Start of EXCERPT TO READ

Description
Job Id : 65847
Azure DevOps / SRE
We are seeking an experienced Site Reliability Engineer (SRE) to join our team. The ideal candidate will have a strong background in cloud technologies (specifically in Azure), and a deep understanding of SRE practices.
As a key team member, you will help ensure the reliability, scalability, and performance of customer systems. This role will contribute to the automation of SDLC processes to enable smooth operation.
This is a hybrid position.
Azure DevOps / SRE Responsibilities
Play a crucial role in ensuring the availability, latency, performance, efficiency, and stability of critical infrastructure, supporting a range of data platforms, applications, and services.
Collaborate closely with development teams to implement and maintain reliable and scalable systems.
Proactively monitor and identify potential issues that could impact the availability of our systems.
Implement and maintain automated alerting mechanisms to notify the appropriate parties of potential outages or performance degradation.
Collaborate with development teams to design and implement solutions that enhance system resilience and reduce downtime.
Optimize resource utilization and minimize unnecessary expenditure on IT infrastructure.
Collaborate with development teams to optimize resource allocation for new applications and services.
Participate in the release planning process to ensure that software releases are conducted smoothly and without disruptions.
Design, implement, and maintain a comprehensive monitoring infrastructure to track the health and performance of our systems.
Collaborate across broad groups within large IT organizations to deliver results.
Expect project-based work with multiple external customers.
Azure DevOps / SRE Qualifications
Experience architecting, designing and / or implementing solutions with Azure cloud tooling.
Experience with cloud infrastructure and tooling such as Kubernetes (AKS), Docker, CI / CD pipelines, Pulumi, Terraform.
Ability to read and write .Net (C#) code.
Experience with CosmoDB and SQL Server.
Experience administrating Linux operating systems.
5 years of experience in Site Reliability, debugging, diagnosing, and correcting errors and resolving high severity incidents.
Experience configuring and managing monitoring and alerting tools on Azure cloud infrastructure.
Strong background in networking and configuration of cloud networks.
Specific Client Needs
Lead a Lift and shift from current provider to AKS (Azure).
Bring expertise to the team to lead internal networking efforts such as routing IP addresses, base ingress, persistent volume, security key storage, etc.
Must have deep Azure network connectivity expertise especially around AKS.
Ability to work around complexities of two ingress points per app which complicates the set-up (Binary, OIDC).
Ability to analyze current set-up then align refactoring efforts to best practices.
Implement dashboards, alerts, and terraform.
Work on multiple complex environments : 3 apps with 3 separate subscriptions 10 environments (one has additional staging environment).
Success Criteria
By year end wants AKS clusters that are set-up elegantly and can be a model for other parts of the organization.
Documentation including architectural diagrams.
Salary : $130k-$150k (DOE) + Bonus
Benefits
Benefits are available to eligible full-time employees and include coverage for employer-paid medical, dental, and vision, 401k with employer match, and a monthly remote work stipend.

End of EXCERPT TO READ
Start of DATASET CONTENT

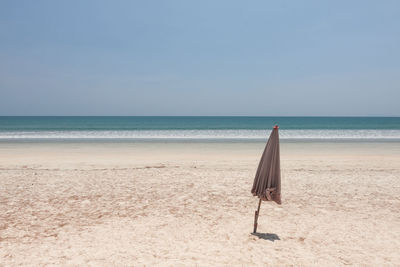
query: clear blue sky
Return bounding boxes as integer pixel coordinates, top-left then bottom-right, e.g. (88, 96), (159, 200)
(0, 0), (400, 116)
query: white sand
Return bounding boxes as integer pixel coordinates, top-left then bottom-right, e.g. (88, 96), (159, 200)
(0, 143), (400, 266)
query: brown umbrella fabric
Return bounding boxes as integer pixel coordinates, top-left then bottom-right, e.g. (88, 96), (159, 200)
(251, 125), (281, 204)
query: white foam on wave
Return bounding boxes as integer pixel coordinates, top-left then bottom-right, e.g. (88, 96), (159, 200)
(0, 130), (400, 140)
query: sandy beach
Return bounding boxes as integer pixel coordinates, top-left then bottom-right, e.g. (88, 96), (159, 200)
(0, 142), (400, 266)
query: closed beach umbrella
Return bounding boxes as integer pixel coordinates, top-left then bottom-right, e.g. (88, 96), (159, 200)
(251, 125), (281, 233)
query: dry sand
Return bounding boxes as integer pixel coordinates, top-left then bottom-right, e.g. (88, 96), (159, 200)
(0, 143), (400, 266)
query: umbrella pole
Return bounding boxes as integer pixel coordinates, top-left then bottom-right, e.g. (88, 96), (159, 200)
(253, 198), (261, 233)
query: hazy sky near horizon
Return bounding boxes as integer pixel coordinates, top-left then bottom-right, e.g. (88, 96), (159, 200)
(0, 0), (400, 116)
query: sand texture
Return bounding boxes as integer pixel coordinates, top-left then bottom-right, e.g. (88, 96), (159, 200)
(0, 143), (400, 266)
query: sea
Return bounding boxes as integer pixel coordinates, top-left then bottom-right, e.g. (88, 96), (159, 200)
(0, 116), (400, 142)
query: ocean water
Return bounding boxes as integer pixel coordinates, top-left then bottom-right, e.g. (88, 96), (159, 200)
(0, 116), (400, 142)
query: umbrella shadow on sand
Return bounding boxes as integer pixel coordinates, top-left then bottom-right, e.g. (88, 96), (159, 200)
(251, 233), (281, 242)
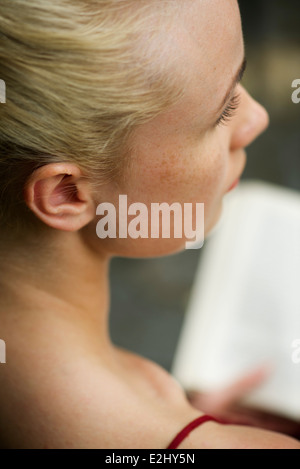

End of DATASET CONTENT

## EXERCISE AIM
Quote the Azure DevOps / SRE job posting word for word, between "Ability to read" and "to AKS (Azure).", inclusive.

## EXPECTED ANSWER
Ability to read and write .Net (C#) code.
Experience with CosmoDB and SQL Server.
Experience administrating Linux operating systems.
5 years of experience in Site Reliability, debugging, diagnosing, and correcting errors and resolving high severity incidents.
Experience configuring and managing monitoring and alerting tools on Azure cloud infrastructure.
Strong background in networking and configuration of cloud networks.
Specific Client Needs
Lead a Lift and shift from current provider to AKS (Azure).